=== Trecho de origem ===
-*-

Aqui no ocidente, somos educados a acreditar que a vida é uma reta. Partimos de um ponto e caminhamos em direção a outro ponto. Esse ponto final pode ser o nada, Deus ou o cosmos, não importa, enxergamos sempre uma estrada reta à nossa frente.
Para o oriental, a vida é um círculo. Não existe ponto de saída, não existe ponto de chegada. Estamos eternamente repassando pelos mesmos locais e momentos. O antes é o amanhã e o ontem se repete no futuro.
Morangos Silvestres já foi meu Bergman favorito. Hoje eu prefiro O Rosto. Mas como dizer qual o melhor ? Um artista de tal nível transcende julgamento. Seus filmes são concretos, estão alí, reais e eternos. Não precisam de nossa opinião. Permanecem no circulo, estão fora do tempo. E Morangos Silvestres fala exatamente disso : o tempo.
Um velho escreve, sonha, viaja de carro e " retorna à sua casa de infância ". O que acontece ? Penso, agora assistindo o filme pela quarta vez, que na verdade esse professor já está morto quando o filme se inicia. O que assistimos não é sua memória, mas sim, sua entrada no paraíso. Será ? Hoje penso que sim.
Leio que o jogador Adriano está morando na favela. Um belo texto na Veja sobre isso. Não é questão de cultura, é questão de espírito : o lugar onde pela primeira vez fomos felizes é nosso paraíso. A primeira manhã, o primeiro amor, a primeira brincadeira, a magia da descoberta. Para Adriano, a favela será para sempre o seu ninho, sua perfeição, sua beleza.

-*-

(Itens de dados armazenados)
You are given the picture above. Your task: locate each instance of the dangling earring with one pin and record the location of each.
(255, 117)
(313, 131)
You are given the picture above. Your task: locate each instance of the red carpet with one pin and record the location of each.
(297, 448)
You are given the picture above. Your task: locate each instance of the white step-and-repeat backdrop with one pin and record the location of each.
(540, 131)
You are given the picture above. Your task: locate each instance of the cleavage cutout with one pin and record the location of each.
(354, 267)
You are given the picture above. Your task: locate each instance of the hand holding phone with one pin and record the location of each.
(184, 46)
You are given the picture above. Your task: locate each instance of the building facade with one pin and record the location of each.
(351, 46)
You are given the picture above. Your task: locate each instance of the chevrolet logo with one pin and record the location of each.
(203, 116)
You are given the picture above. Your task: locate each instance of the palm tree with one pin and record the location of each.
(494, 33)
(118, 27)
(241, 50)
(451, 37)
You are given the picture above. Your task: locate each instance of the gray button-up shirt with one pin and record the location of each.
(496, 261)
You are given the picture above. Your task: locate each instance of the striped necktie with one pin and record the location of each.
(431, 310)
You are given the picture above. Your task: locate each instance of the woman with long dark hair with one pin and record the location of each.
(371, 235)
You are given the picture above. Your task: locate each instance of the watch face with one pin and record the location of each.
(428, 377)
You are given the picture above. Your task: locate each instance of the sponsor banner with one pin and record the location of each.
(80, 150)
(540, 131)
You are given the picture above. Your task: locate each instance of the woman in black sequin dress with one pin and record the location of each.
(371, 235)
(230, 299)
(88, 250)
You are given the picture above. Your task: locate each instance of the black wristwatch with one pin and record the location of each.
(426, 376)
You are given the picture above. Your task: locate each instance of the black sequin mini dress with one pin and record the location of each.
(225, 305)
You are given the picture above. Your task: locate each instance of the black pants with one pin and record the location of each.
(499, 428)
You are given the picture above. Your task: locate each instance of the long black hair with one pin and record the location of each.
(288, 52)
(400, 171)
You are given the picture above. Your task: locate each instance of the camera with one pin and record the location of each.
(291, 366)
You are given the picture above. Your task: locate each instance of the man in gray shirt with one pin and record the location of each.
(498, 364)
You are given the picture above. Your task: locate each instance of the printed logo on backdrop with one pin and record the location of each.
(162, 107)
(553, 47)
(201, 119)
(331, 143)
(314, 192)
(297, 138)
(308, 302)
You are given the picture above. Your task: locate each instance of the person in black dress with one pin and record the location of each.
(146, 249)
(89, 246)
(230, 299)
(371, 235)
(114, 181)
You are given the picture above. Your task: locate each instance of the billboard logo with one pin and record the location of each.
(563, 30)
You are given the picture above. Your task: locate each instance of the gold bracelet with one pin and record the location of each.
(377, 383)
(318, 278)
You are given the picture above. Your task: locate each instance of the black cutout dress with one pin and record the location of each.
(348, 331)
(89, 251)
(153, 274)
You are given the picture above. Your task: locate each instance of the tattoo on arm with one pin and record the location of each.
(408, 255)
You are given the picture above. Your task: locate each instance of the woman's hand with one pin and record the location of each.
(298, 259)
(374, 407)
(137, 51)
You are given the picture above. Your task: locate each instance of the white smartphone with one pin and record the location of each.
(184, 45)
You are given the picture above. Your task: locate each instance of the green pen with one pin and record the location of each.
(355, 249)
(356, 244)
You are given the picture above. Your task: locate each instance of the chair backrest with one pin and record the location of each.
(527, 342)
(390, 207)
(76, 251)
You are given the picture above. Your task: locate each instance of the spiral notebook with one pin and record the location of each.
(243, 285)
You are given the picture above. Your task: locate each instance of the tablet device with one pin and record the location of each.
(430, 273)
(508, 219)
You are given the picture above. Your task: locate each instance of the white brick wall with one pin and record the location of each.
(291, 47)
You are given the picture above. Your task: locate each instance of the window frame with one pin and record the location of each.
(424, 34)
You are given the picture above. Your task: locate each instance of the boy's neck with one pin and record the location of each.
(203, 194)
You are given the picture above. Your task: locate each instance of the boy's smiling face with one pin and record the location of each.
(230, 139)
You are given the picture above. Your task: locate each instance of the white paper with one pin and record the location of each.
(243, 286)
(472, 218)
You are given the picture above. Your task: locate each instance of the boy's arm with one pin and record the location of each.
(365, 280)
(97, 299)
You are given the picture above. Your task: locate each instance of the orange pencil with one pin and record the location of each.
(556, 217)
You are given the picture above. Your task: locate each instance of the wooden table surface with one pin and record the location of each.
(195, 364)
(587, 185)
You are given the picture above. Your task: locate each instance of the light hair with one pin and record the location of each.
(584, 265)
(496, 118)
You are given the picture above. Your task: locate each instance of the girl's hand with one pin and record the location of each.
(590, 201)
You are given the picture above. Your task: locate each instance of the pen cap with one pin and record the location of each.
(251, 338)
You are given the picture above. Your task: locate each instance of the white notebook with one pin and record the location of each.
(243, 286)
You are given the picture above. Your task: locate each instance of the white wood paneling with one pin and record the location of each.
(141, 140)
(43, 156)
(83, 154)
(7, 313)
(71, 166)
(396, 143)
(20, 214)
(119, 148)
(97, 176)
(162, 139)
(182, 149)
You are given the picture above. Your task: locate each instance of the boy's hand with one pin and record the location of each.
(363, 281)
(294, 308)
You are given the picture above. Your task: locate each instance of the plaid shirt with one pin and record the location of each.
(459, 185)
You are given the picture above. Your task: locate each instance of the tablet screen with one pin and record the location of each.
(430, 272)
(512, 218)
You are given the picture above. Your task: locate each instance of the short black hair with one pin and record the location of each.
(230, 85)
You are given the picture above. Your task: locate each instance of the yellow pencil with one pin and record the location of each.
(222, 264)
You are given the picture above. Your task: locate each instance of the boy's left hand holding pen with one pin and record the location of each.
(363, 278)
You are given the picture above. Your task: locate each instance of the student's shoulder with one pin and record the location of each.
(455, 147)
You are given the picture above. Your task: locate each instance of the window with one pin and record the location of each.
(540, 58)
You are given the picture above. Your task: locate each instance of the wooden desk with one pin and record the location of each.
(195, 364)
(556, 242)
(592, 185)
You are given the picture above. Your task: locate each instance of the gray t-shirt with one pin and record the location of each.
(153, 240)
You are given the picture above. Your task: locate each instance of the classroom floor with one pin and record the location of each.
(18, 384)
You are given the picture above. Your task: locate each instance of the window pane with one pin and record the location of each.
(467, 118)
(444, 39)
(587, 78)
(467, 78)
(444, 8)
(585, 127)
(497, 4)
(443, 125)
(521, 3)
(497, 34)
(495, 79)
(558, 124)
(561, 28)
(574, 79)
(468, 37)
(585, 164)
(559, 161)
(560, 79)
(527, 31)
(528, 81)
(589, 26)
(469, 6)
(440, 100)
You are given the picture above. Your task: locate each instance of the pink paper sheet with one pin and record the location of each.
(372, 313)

-*-

=== Problemas a resolver ===
A. No texto sobre Morangos Silvestres, qual filme de Bergman é hoje o preferido de quem escreve?
B. Transcreva literalmente o trecho do texto sobre Morangos Silvestres que vai de "Um velho escreve, sonha, viaja" até "penso que sim.".
C. Segundo o texto sobre Morangos Silvestres, por que não se pode dizer qual filme de Bergman é o melhor? Responda em uma a três frases.

=== Respostas por tarefa ===
A. O Rosto.

B.
Um velho escreve, sonha, viaja de carro e " retorna à sua casa de infância ". O que acontece ? Penso, agora assistindo o filme pela quarta vez, que na verdade esse professor já está morto quando o filme se inicia. O que assistimos não é sua memória, mas sim, sua entrada no paraíso. Será ? Hoje penso que sim.

C. Porque um artista desse nível transcende o julgamento. Seus filmes são concretos, reais e eternos e não precisam da nossa opinião. Eles permanecem fora do tempo.